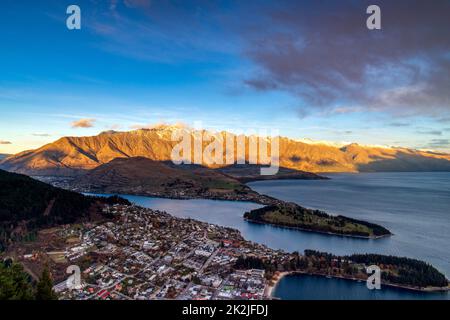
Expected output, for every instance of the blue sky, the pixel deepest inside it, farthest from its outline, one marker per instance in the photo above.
(295, 66)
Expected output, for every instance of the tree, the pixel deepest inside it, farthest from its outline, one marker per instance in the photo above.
(15, 284)
(44, 288)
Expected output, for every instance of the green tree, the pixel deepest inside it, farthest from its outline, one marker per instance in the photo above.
(44, 287)
(15, 284)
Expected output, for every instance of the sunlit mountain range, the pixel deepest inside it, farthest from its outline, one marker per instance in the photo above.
(71, 156)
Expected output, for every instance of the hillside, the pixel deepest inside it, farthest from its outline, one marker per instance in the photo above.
(71, 156)
(294, 216)
(142, 175)
(27, 204)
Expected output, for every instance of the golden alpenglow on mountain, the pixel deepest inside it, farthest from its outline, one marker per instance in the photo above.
(73, 155)
(253, 154)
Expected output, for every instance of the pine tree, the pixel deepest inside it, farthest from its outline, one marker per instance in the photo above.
(44, 288)
(15, 284)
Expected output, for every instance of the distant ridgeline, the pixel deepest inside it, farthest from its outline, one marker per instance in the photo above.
(27, 205)
(396, 270)
(294, 216)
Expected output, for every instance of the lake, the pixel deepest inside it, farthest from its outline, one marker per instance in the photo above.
(414, 206)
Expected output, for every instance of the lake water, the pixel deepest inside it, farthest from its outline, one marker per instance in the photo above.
(414, 206)
(310, 287)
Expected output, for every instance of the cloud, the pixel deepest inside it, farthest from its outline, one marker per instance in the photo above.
(159, 125)
(83, 123)
(399, 124)
(41, 135)
(439, 143)
(431, 132)
(322, 53)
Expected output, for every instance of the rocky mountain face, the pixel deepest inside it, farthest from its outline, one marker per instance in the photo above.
(72, 156)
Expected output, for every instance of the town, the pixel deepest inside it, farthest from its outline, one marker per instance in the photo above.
(146, 254)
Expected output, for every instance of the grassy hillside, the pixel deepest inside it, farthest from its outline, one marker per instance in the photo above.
(27, 204)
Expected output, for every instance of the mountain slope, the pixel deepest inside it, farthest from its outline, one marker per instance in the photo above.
(140, 175)
(27, 204)
(71, 156)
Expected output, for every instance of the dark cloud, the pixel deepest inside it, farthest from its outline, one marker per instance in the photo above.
(322, 52)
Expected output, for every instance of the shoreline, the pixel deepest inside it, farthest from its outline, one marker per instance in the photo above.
(262, 203)
(271, 288)
(318, 231)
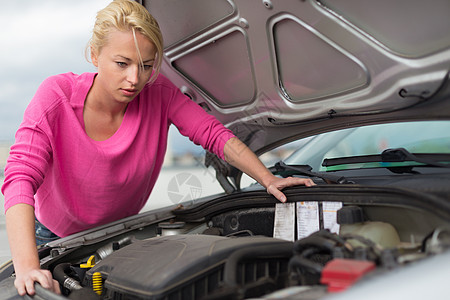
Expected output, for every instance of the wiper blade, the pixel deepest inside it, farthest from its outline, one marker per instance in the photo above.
(392, 155)
(281, 167)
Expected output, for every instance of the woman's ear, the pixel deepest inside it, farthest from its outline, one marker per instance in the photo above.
(94, 57)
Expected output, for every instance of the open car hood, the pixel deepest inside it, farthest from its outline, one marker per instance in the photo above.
(276, 71)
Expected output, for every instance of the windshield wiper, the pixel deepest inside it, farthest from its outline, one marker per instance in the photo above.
(288, 170)
(392, 155)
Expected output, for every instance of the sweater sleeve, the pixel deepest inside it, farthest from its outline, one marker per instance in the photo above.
(201, 128)
(30, 154)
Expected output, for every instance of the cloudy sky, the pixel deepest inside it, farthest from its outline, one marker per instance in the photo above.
(40, 39)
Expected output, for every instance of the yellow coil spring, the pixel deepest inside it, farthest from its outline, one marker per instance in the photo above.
(97, 283)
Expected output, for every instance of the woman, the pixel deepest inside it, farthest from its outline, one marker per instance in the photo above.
(91, 146)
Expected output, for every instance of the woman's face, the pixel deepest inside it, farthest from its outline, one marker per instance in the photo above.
(120, 74)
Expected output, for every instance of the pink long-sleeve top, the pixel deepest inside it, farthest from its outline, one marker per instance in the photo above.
(76, 183)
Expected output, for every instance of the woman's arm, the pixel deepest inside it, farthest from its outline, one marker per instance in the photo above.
(22, 241)
(241, 157)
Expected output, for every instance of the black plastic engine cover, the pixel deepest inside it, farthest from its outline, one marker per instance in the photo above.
(193, 266)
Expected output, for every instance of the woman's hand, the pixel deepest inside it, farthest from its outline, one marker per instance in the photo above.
(24, 282)
(275, 185)
(22, 242)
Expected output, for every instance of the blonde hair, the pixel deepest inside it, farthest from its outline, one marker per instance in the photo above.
(127, 15)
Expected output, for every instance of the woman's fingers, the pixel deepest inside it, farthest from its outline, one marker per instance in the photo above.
(280, 183)
(25, 283)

_____

◆ **Aim of the exercise**: Rewrite every line from the one containing "Expected output, for every instance of the yellow" through the end of the rows, requests included. Scale each point coordinate in the answers by 1.5 and round it to a whole number, with halves rounded up.

◆ **Exercise output**:
Expected output, for every instance of the yellow coil spring, the pixel deepest inside it, farthest from its outline, one marker per instance in the photo above.
(146, 425)
Expected output, for every instance of the woman, the pixel deepest inside it, farthest from its outline, one marker per instance in the photo above.
(137, 219)
Expected output, for every instance of the woman's face, the pixel deepest inside it, farthest from its outline, one marker per instance in the photo above.
(180, 111)
Expected output, for every instance of the pink long-sleeve top, the pixel deepest inside it, farthest from its outline, one marker per instance in the photo above.
(114, 275)
Expected output, for every instance of the woman's arm, the pixel deepest inside it, farthest from its outline, one marker per instance in the photo above.
(33, 362)
(362, 236)
Expected output, for every instance of the black plastic engine cover, the pixel deepest inside it, farthest from its outline, one marker per instance in the photo above.
(290, 399)
Expected output, for every instance of the woman's hand, the pixel deepest inside it, farthest from its outline, one marker per instance in the photo above.
(36, 423)
(413, 278)
(33, 363)
Expected output, for every instance of the blonde hair, the pixel deepest inside it, farthest from its outline, one marker per instance in the photo above.
(191, 23)
Expected output, for every instance of the woman's fingers, the pixel deepest inside it, farthest from its outline, one marker per instance in the photo above.
(420, 275)
(38, 425)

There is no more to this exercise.